TO BE DONE >>
Reproduce the records below word for word, omitting the pictures.

Stored items:
· · · · ·

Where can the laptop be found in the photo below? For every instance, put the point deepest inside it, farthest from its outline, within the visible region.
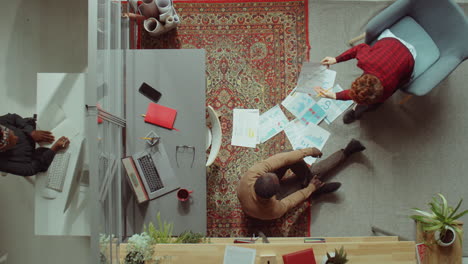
(150, 173)
(77, 173)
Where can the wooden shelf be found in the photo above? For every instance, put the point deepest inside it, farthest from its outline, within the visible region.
(361, 250)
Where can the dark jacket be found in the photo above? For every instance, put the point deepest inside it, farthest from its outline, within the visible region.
(24, 158)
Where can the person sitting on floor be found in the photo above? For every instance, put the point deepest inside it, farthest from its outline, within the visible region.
(387, 65)
(258, 187)
(18, 152)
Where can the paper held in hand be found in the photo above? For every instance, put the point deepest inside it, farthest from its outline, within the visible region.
(314, 74)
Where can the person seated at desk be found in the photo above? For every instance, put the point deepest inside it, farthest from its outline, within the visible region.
(387, 66)
(18, 152)
(258, 188)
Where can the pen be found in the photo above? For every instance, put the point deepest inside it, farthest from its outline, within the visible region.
(323, 93)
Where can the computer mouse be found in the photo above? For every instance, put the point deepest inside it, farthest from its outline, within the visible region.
(49, 193)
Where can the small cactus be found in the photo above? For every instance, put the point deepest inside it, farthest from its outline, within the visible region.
(339, 258)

· · · · ·

SOLUTION TO THIS TASK >>
Where can the laptop be found in the photo below? For every instance, put the point deepest inside it, farthest from its outline, within the visible region.
(150, 173)
(77, 173)
Where can the wooden shelf be found in the photo above? For every instance, put the point deepest inside it, farthest from its outline, within the visible region.
(361, 250)
Where can the dark jacket be found in the photo above? For every instance, put the point deepest inside it, farthest from its outline, within the visible region.
(24, 158)
Where can the person sitting on floor be found in the photo above? For every instance, put the point deepest inside it, farthest from its outline, within the visible region.
(387, 65)
(258, 187)
(18, 152)
Where can the paper held in hand be found in the photo above? For every instance, put the point deepest inside it, farthest from its outline, within the visible region.
(314, 74)
Where can the person seated at desk be found in the photo above? For every instance, put the point deepest inside it, farthest from its outline, within the visible region.
(387, 66)
(18, 152)
(258, 188)
Where can the pen be found in the photo above? For every instance, put the point deepest inside it, farthest from its outline, within the visible region.
(323, 93)
Where can the computer mouse be found in the photo above? For every instance, put the point deepest inside it, farthest from its outline, within the visible region.
(49, 193)
Where can the small cactus be found in the photo above? For every instance, put the point deepest inside it, farthest from its outline, within the visible region.
(339, 258)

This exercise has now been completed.